++++ Text ++++

1/29/2022 - Diversity Workshop

9am-12pm
3 CE Credits
Meeting Location: Zoom

 



Stephanie Swales, Ph.D.

Drawing from Stephanie Swales' recently published book, co-authored with Carol Owens, Psychoanalysing Ambivalence with Freud and Lacan: On and Off the Couch (Routledge, 2019), this presentation will explore racism and other forms of xenophobia through a psychoanalytic lens, using the key concept of ambivalence and highlighting how and why libidinal investments, our modes of enjoyment, are wrapped up in our prejudices. Examples will be presented both from clinical practice and from contemporary social events, such as some of the social responses to the outbreak of COVID-19-including Sinophobia and "maskophobia". Participants will gain an understanding of how to apply the theoretical material presented to clinical work as well as contemporary social life.

++++

Exercises to complete:
A: Shorten the workshop listing's paragraph beginning "Drawing from Stephanie Swales' recently published book" and keep its main facts.
B: Extend the workshop listing beyond its last sentence with a few more lines in the same style.
The material after this point comes from a separate source.

++++ Listed entries ++++

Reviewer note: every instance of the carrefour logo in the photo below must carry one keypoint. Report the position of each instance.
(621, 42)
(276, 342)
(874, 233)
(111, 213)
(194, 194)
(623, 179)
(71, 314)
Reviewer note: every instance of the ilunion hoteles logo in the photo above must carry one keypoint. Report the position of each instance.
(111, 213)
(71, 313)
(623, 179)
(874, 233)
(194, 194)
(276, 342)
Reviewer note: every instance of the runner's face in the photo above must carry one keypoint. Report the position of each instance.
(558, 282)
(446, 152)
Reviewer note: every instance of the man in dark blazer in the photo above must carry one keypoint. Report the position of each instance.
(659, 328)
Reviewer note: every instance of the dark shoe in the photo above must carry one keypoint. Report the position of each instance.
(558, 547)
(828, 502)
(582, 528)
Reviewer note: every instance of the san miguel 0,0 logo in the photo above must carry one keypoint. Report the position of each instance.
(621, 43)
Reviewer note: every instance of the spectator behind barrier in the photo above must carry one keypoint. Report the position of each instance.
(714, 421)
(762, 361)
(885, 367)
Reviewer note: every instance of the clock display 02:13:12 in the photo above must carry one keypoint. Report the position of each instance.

++++
++++ Listed entries ++++

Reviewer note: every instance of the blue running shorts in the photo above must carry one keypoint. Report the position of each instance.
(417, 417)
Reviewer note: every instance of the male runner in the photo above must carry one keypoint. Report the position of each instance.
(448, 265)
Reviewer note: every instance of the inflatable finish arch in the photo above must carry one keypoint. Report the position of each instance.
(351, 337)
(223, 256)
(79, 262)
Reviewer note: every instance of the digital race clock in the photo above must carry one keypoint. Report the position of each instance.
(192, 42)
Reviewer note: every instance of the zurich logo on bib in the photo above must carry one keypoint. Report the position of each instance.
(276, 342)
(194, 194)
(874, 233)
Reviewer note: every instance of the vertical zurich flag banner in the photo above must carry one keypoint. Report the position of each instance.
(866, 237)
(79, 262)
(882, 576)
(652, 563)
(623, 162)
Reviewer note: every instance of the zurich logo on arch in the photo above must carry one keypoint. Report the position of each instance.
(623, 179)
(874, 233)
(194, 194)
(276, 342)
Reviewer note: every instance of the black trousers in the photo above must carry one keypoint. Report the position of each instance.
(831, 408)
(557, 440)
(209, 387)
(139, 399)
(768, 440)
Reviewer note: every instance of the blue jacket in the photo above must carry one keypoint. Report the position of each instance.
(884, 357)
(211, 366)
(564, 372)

++++

Answer section:
A: Based on Psychoanalysing Ambivalence with Freud and Lacan: On and Off the Couch (Routledge, 2019), which Stephanie Swales co-authored with Carol Owens, the presentation will use the concept of ambivalence to examine racism and other forms of xenophobia psychoanalytically. It will show how libidinal investments, or modes of enjoyment, are bound up with prejudice. Examples will come from clinical practice and current social events, such as Sinophobia and "maskophobia" in responses to COVID-19. Participants will learn to apply the material to clinical work and contemporary social life.

B:
Far from being about "mixed feelings," as Freud explained the concept in his paper Totem and Taboo, ambivalence involves the conflict between two equally strong currents that are "localized in the subject's mind in a way that they cannot come up against each other" (Freud, 1913, p. 35); when one current is conscious, the other is unconscious. To have an unconscious in these terms is therefore at one and the same time to be ambivalent. What is more, we are deeply ambivalent about our own jouissance, our own modes of enjoyment, and employ various mechanisms to reject the hated aspects of ourselves into the Other as embodied by our neighbor who may be different from us in terms of race, gender identity, religion, and so on. We are fundamentally ambivalent creatures, ambivalent about ourselves as well as about our neighbors, and therefore any account of forms of xenophobia (as the fear of "the foreigner", of the outgroup), including racism, must take into account our ambivalent human nature. Further, following the Judeo- Christian dictate to "love thy neighbor as thyself" we can take from Freud's account of the vicious punitive nature of the superego that we are actually not very good at loving ourselves, that we hate ourselves just as we love ourselves, so it might be more correct to command, "hate thy neighbor as thyself".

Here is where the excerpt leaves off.